[Location identification entries]
"""
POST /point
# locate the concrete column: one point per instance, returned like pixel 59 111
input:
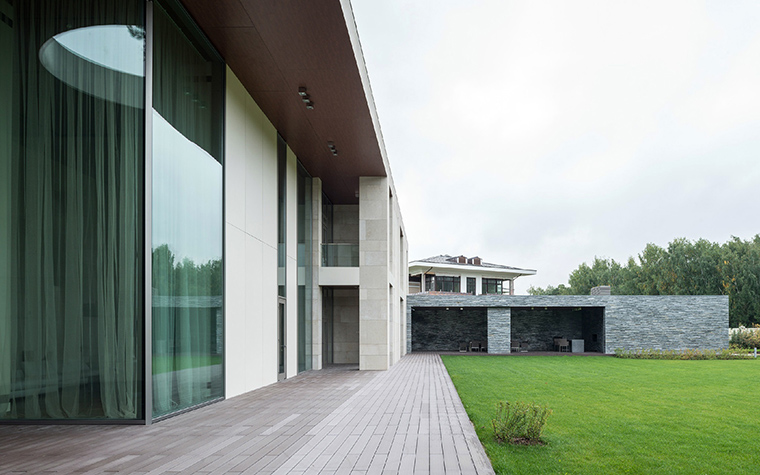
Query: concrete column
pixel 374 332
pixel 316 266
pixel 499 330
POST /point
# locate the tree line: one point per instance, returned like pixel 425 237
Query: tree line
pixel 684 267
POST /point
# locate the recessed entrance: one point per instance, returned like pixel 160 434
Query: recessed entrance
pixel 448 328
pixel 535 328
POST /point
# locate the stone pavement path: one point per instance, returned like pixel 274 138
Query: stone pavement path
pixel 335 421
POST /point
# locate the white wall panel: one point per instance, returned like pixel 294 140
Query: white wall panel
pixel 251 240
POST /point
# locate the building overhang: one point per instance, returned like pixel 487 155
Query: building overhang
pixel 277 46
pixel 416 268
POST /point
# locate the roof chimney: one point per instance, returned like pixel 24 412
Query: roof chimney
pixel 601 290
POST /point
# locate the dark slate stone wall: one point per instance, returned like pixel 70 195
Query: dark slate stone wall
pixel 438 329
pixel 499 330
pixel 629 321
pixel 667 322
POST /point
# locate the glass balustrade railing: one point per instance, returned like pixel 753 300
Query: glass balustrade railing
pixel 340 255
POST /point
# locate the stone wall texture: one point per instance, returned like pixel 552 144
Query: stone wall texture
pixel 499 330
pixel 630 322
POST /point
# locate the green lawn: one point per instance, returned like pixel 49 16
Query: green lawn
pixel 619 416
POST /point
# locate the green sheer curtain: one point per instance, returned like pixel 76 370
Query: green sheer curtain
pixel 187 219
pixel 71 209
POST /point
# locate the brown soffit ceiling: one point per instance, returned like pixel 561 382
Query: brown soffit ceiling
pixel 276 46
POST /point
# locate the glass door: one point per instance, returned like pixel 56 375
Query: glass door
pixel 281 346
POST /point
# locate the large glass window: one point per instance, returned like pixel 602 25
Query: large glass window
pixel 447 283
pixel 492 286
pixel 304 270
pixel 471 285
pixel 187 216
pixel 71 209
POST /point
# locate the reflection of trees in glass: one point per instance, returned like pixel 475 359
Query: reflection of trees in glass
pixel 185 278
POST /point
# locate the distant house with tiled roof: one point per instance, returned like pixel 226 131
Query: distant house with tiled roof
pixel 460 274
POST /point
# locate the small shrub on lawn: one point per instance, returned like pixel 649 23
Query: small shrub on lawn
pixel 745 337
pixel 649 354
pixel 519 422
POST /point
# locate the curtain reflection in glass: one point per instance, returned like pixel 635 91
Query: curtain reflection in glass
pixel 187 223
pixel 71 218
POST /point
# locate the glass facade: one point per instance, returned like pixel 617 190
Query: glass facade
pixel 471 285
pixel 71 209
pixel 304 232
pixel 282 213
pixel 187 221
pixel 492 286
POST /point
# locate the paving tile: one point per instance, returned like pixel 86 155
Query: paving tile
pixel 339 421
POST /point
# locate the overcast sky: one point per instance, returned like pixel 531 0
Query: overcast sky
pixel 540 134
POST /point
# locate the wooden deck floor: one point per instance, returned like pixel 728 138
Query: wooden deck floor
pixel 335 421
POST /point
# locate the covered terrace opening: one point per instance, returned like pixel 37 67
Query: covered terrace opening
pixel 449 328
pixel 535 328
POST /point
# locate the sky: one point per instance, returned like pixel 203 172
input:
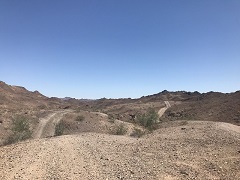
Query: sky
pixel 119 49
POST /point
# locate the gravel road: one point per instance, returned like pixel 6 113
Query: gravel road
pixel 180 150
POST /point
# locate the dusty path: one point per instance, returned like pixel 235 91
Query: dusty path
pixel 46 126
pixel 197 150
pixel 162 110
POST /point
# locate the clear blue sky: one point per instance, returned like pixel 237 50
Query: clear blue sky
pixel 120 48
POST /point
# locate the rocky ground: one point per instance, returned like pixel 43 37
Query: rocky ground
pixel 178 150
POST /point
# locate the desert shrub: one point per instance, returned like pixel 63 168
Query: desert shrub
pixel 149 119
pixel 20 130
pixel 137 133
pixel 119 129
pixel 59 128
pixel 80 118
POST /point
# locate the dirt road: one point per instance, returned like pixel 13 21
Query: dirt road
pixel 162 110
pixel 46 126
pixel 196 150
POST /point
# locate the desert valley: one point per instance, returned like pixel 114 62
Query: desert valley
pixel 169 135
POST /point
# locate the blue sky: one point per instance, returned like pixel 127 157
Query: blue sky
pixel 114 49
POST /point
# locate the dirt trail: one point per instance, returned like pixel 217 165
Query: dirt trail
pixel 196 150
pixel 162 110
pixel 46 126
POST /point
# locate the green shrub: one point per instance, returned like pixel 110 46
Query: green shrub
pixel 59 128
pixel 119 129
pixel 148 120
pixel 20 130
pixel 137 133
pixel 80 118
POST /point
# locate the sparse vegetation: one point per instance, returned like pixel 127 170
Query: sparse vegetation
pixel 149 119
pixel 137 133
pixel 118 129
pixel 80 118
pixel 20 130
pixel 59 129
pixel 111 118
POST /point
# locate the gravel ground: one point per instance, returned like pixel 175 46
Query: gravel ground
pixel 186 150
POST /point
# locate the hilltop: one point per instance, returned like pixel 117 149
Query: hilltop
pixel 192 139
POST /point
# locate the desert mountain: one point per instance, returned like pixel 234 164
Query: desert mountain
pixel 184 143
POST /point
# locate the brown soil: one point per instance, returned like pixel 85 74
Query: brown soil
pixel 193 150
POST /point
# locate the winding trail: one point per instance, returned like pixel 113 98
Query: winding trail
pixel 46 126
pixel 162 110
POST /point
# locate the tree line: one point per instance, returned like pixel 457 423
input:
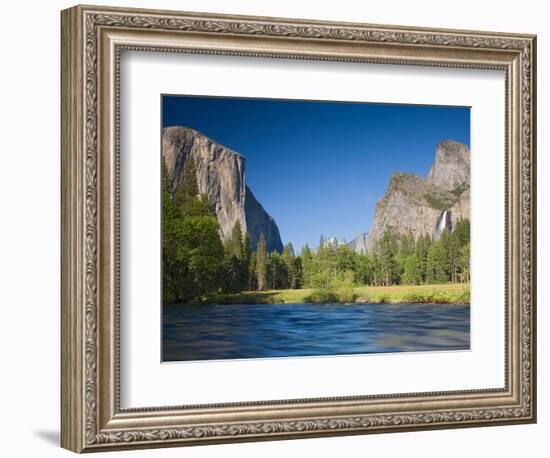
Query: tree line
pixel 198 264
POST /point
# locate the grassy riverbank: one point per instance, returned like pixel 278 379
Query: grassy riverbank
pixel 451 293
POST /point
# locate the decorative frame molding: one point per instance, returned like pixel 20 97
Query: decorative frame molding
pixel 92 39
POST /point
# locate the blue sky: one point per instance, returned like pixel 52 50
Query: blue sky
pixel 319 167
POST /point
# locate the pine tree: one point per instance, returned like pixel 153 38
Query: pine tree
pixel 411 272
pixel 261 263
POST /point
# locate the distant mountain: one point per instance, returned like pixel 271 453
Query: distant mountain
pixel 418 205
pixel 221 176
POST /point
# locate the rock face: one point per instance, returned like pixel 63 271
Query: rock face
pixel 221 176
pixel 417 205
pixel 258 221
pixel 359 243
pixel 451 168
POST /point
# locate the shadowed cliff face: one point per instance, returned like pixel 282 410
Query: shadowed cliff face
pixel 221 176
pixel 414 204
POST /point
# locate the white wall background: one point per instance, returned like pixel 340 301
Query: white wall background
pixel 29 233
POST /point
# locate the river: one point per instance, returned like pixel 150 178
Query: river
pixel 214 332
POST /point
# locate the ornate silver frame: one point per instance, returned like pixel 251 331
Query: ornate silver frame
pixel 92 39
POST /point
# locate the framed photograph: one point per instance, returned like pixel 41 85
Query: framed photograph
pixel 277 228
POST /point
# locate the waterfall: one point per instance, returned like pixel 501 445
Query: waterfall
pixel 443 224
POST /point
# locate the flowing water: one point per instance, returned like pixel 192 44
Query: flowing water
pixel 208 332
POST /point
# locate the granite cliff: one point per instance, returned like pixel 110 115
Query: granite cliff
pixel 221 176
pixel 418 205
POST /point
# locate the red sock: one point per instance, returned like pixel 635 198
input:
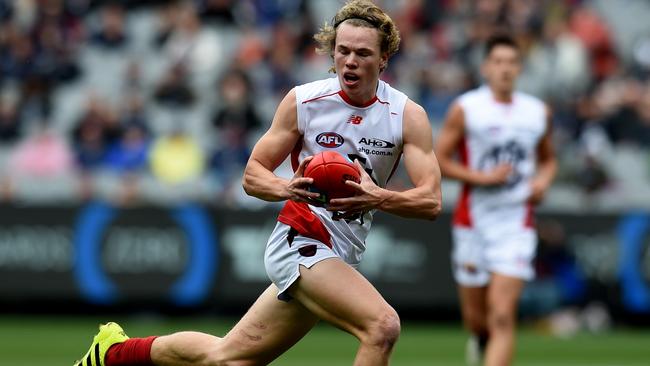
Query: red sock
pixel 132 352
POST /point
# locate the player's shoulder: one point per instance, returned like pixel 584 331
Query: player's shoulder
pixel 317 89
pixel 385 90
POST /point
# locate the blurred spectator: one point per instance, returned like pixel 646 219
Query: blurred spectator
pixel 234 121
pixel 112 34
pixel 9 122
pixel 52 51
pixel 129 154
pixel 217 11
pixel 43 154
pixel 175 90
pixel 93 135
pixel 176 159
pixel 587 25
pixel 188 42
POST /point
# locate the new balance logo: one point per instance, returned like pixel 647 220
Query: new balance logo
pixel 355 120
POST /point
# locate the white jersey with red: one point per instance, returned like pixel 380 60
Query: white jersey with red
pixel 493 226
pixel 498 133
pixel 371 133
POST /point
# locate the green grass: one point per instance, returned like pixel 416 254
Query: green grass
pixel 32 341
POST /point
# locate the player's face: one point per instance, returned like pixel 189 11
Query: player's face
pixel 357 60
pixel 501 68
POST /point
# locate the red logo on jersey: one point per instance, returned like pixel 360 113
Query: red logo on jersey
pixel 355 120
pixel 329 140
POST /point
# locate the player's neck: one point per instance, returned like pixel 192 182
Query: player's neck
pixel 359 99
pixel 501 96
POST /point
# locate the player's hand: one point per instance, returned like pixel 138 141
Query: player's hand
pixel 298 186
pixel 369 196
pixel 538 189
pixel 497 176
"""
"""
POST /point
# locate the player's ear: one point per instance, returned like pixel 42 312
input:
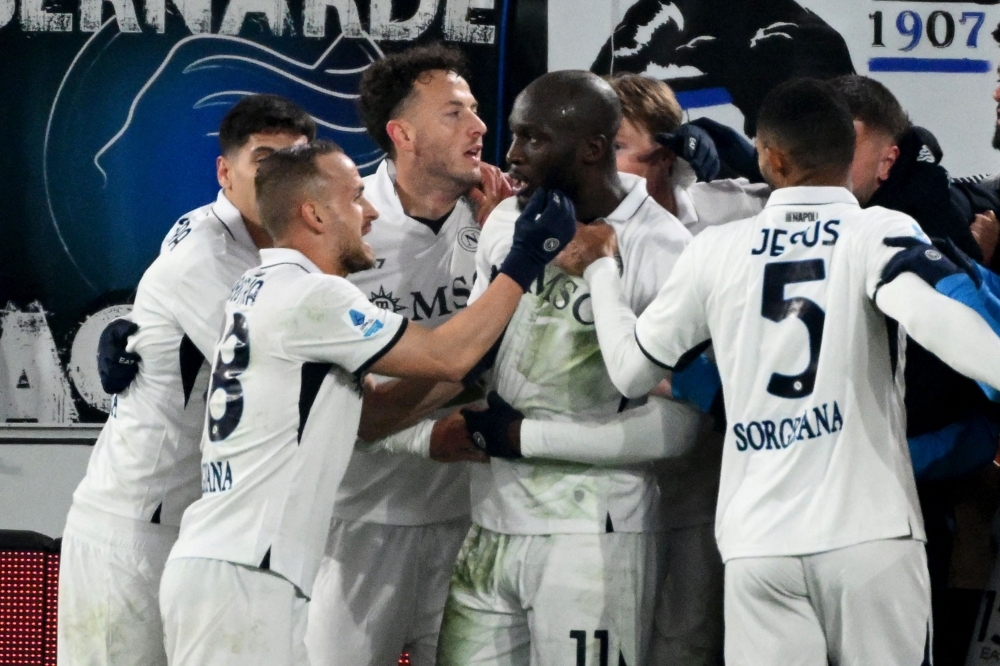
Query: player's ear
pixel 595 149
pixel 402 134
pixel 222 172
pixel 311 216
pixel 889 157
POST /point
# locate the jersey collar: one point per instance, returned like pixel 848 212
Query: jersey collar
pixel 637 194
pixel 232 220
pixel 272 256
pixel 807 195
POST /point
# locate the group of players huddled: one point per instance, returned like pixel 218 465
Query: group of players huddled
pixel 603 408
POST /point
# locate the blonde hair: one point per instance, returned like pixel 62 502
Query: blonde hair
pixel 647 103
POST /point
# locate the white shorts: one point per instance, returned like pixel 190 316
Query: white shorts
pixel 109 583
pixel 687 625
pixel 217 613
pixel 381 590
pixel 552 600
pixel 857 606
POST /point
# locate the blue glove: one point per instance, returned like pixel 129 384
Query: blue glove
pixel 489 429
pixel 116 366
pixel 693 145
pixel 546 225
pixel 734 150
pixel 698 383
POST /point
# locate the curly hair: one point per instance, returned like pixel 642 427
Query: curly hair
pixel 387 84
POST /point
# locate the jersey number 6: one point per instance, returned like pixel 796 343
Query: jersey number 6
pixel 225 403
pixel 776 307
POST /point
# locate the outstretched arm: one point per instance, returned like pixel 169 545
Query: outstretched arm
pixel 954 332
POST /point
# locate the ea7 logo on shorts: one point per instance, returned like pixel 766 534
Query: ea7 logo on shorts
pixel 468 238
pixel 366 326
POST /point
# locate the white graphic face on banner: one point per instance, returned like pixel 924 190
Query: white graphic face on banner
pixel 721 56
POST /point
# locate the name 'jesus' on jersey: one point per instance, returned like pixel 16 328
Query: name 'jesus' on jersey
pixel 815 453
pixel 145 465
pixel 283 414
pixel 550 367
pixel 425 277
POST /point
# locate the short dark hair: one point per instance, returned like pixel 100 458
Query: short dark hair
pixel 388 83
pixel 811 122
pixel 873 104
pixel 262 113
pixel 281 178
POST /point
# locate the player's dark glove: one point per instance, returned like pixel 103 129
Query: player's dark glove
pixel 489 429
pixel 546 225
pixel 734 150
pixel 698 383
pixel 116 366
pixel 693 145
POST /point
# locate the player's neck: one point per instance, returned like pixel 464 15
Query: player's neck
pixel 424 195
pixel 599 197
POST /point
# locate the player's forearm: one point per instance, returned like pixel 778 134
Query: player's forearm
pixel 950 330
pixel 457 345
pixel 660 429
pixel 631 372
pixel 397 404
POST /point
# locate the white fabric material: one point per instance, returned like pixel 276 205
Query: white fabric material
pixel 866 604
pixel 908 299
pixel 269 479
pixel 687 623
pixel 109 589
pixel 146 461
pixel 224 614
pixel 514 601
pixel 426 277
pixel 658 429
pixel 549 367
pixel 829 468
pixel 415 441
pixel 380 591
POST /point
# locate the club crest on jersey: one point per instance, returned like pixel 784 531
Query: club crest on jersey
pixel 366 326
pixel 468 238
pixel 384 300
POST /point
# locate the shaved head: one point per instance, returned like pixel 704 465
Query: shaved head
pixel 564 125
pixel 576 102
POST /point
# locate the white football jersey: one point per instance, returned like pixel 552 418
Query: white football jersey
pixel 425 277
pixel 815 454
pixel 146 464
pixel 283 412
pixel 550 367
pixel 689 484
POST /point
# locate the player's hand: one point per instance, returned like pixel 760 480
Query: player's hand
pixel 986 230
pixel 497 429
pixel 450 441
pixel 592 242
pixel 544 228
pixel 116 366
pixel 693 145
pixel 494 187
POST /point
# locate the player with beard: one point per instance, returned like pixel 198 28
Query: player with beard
"""
"""
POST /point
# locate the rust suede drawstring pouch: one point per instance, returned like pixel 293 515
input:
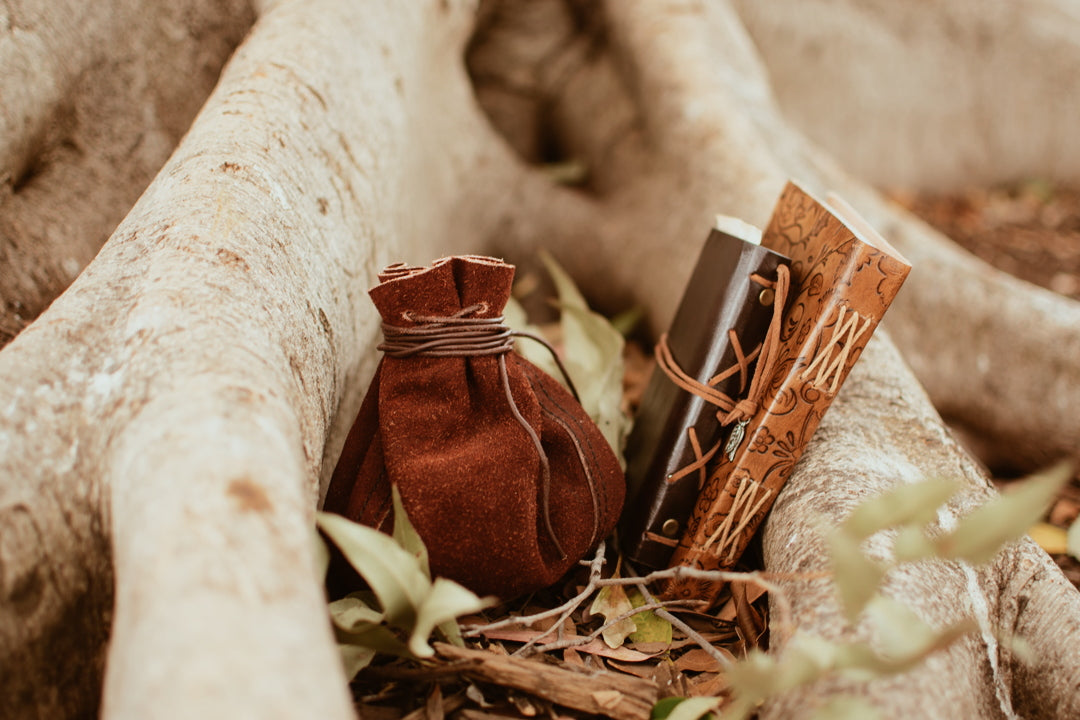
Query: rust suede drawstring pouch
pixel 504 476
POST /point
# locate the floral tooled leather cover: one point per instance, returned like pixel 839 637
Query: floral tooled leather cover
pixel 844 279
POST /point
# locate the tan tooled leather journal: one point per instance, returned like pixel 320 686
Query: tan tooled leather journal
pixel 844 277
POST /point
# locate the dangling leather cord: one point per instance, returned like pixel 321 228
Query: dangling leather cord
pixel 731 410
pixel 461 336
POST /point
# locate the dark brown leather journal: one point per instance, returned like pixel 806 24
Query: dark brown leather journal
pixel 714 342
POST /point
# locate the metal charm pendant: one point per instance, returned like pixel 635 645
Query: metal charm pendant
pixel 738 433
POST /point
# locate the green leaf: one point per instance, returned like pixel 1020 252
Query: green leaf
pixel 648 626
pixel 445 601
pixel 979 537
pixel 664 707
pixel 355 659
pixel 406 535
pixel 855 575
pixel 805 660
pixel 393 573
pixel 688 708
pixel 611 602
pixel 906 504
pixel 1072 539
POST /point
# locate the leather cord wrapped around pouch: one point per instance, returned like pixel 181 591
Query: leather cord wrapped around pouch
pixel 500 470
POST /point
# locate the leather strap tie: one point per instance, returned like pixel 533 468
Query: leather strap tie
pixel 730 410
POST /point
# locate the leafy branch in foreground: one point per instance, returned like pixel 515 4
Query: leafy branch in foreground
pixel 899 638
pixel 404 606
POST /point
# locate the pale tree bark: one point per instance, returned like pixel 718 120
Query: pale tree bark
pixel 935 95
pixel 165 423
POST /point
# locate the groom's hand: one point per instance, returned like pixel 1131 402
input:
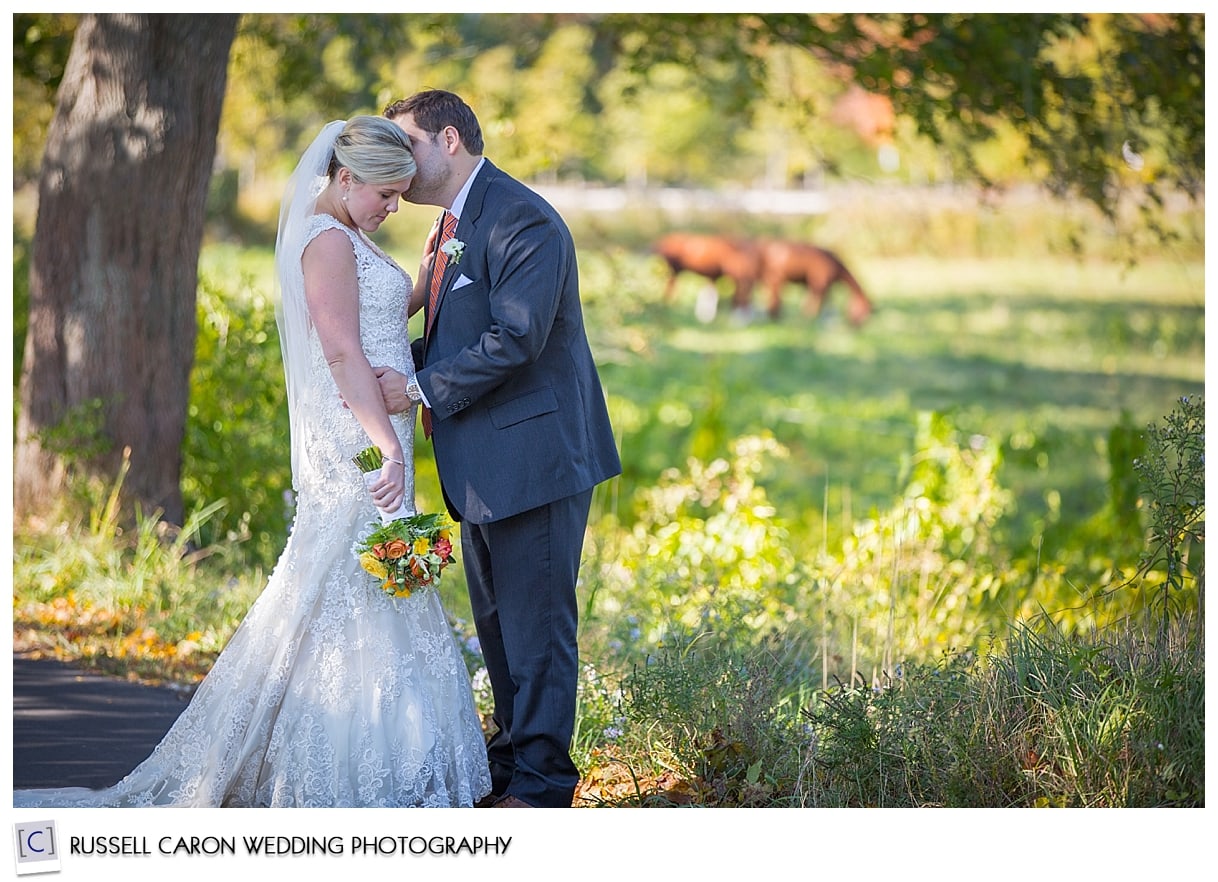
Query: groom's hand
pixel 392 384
"""
**WORK TO COMPLETE**
How many lines of the listing above contain the word "jesus"? Give only the number.

**ANSWER TO THIS TASK**
2